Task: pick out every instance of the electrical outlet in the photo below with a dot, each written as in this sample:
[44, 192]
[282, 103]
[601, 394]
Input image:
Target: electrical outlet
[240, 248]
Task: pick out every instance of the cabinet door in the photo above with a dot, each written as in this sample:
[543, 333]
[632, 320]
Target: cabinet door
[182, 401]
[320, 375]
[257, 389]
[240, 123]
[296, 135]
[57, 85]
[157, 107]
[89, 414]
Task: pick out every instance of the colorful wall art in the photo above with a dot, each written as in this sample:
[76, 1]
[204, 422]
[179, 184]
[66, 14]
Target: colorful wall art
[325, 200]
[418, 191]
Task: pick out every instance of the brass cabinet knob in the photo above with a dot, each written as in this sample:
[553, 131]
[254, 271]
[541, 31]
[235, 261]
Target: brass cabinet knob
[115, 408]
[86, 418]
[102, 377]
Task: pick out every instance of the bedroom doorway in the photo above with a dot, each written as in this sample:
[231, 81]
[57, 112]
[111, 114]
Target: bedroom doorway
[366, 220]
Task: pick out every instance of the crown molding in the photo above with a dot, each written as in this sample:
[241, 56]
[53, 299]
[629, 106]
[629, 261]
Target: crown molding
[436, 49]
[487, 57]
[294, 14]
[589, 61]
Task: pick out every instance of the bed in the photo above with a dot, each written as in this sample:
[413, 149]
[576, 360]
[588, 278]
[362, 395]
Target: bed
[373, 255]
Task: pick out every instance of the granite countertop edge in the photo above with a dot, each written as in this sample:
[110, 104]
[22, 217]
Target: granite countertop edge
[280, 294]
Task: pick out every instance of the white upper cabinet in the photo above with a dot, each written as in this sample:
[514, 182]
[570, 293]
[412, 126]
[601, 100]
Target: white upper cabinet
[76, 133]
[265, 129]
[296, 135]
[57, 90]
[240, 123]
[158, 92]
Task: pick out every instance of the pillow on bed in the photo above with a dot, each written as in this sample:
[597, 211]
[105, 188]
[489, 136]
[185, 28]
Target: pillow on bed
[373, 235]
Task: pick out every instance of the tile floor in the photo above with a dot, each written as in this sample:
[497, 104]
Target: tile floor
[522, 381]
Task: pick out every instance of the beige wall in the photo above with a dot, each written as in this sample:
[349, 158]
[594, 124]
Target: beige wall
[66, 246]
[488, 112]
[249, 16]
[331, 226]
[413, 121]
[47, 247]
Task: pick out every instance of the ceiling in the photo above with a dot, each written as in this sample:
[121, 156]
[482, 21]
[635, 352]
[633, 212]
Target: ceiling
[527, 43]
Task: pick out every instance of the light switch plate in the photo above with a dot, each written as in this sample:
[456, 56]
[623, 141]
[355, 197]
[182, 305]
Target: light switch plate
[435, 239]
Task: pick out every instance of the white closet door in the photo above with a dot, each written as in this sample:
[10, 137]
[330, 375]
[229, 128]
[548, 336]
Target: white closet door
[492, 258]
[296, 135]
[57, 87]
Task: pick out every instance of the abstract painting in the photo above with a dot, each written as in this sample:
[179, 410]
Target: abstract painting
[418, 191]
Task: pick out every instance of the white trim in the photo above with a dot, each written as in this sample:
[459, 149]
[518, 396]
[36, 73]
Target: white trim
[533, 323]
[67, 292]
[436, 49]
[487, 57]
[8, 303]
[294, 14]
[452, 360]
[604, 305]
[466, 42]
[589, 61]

************

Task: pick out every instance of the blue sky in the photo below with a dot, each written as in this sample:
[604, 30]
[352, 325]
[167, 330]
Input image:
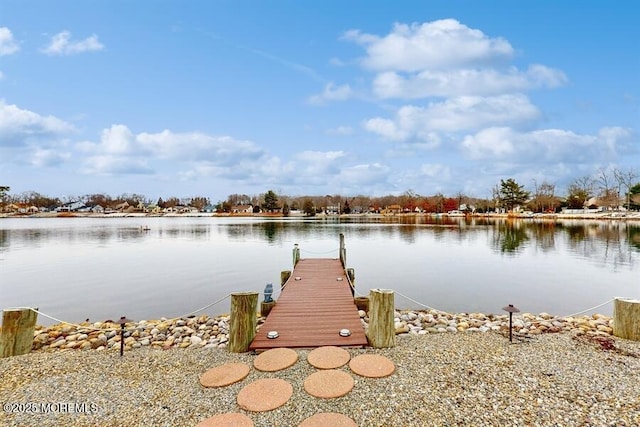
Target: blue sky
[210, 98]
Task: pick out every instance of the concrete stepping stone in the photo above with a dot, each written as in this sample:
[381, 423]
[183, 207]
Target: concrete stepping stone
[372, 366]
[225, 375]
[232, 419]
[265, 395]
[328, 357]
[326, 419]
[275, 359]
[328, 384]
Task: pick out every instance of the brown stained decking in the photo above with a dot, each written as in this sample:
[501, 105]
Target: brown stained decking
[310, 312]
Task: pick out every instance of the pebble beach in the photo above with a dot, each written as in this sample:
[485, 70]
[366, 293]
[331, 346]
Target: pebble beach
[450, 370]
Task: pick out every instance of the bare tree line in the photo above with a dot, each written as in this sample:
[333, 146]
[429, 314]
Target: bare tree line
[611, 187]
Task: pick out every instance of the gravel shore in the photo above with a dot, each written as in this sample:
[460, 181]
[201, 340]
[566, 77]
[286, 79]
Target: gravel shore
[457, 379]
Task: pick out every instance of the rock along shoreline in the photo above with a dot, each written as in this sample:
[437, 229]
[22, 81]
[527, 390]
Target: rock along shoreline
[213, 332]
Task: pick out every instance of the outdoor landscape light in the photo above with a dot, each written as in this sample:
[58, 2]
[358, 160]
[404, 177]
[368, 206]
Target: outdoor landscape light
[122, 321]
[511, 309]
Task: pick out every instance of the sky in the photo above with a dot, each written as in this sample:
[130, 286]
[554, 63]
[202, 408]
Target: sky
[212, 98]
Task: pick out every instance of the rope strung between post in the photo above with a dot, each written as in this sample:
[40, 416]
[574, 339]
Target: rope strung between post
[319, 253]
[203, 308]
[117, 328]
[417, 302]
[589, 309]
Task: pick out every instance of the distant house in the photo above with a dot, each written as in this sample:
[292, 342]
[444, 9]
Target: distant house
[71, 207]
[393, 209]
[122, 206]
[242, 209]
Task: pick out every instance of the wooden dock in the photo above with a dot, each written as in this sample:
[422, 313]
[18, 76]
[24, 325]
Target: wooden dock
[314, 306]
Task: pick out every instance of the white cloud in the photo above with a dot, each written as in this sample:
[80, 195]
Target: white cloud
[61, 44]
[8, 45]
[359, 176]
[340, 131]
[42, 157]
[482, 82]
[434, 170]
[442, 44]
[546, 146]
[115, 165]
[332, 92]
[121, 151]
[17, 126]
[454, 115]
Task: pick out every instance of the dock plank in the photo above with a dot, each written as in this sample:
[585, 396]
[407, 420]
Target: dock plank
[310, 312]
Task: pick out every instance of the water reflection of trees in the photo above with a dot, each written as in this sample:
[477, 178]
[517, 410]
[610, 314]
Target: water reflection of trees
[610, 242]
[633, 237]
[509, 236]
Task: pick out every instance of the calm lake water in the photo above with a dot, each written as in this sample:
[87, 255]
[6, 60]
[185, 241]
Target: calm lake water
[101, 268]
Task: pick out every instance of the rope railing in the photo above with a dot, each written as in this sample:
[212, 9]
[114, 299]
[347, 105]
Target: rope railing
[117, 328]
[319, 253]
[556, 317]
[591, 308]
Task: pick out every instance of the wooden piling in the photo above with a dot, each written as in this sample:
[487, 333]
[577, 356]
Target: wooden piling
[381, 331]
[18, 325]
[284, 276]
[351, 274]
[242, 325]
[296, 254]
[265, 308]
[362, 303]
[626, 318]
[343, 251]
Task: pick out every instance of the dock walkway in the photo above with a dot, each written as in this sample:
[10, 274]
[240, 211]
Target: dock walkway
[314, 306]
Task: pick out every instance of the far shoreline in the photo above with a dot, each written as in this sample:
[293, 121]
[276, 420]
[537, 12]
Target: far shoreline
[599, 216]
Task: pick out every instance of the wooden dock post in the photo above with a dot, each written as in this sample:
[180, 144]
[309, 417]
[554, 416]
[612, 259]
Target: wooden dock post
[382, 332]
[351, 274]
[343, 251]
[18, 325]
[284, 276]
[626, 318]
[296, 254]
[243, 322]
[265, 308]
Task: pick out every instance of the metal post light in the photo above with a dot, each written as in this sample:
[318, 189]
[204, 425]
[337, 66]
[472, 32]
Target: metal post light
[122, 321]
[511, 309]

************

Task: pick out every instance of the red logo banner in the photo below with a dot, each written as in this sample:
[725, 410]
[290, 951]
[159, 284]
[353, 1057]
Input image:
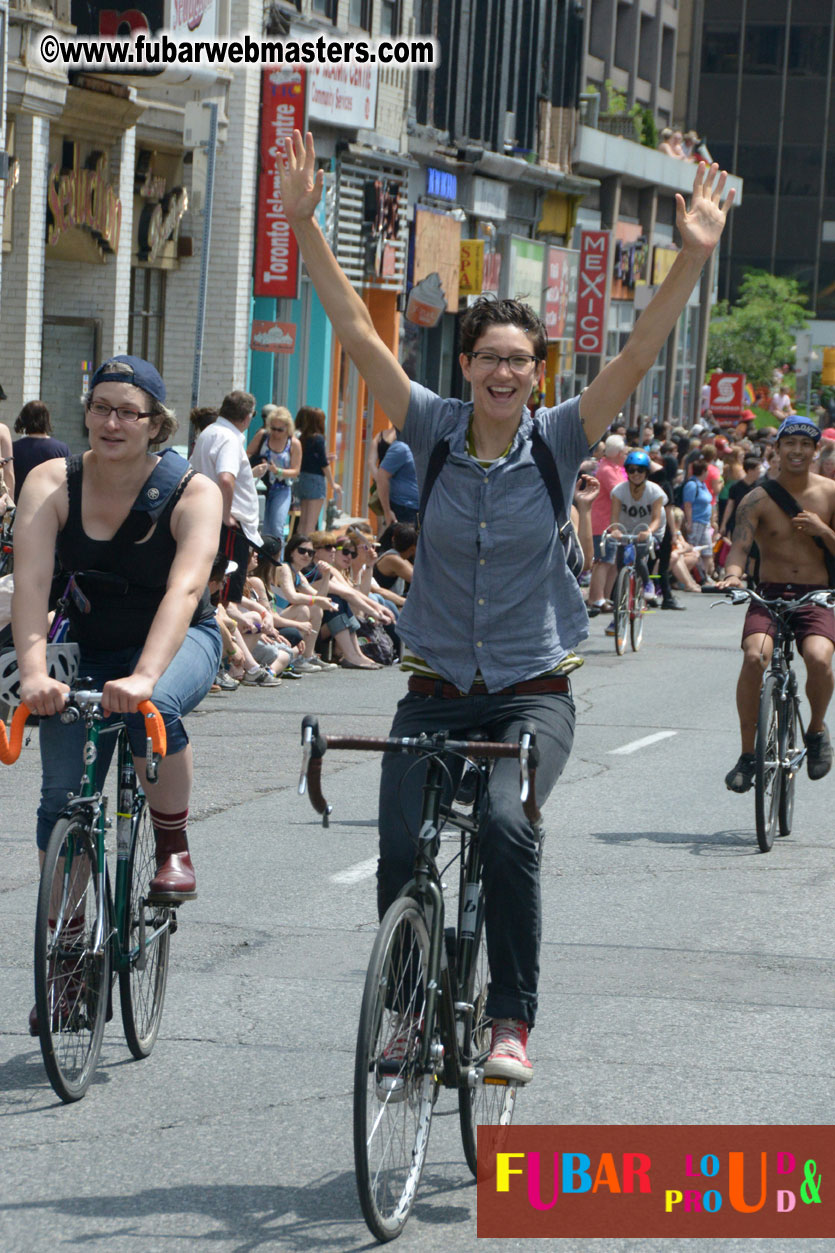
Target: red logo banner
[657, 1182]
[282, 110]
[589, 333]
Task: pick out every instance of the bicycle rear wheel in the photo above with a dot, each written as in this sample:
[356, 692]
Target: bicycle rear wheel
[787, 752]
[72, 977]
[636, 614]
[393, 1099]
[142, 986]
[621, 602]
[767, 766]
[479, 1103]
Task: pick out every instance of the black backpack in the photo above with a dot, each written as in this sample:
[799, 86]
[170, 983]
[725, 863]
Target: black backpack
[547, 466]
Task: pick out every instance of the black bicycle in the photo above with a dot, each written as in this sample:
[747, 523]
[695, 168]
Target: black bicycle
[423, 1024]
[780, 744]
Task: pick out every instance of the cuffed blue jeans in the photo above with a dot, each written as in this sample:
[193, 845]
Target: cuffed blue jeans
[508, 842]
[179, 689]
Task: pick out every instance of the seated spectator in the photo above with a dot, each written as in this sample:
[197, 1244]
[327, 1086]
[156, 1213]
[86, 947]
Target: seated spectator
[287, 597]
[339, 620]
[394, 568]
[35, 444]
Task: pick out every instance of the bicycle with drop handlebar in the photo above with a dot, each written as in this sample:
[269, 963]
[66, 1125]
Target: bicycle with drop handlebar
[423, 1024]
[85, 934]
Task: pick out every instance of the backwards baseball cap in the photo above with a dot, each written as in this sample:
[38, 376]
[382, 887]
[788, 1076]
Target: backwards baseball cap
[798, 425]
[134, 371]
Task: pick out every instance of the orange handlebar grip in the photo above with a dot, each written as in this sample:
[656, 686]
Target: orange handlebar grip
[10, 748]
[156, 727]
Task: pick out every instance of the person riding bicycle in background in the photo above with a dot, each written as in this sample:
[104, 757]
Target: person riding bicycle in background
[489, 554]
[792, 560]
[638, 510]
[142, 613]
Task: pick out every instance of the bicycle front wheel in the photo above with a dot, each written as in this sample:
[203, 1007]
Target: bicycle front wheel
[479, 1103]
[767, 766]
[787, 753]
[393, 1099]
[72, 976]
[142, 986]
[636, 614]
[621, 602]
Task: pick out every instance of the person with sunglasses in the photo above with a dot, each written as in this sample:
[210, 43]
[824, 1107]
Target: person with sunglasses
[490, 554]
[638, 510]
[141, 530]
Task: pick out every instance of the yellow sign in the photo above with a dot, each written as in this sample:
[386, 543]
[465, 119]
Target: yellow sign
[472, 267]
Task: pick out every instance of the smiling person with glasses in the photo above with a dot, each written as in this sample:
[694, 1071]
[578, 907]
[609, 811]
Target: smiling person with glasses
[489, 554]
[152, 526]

************

▸ What the task asks
Which lines hold the word "below"? Return all of them from the records above.

▸ Response to the exercise
Task: pick out every instance of the electrical outlet in the photo below with a dot, each written as in this sample:
Task: pick out every instance of the blue sky in the photo below with a dot, each written as in this sample:
Task: pick out every instance of the red logo banner in the photo below with a dot, each written as in this sample:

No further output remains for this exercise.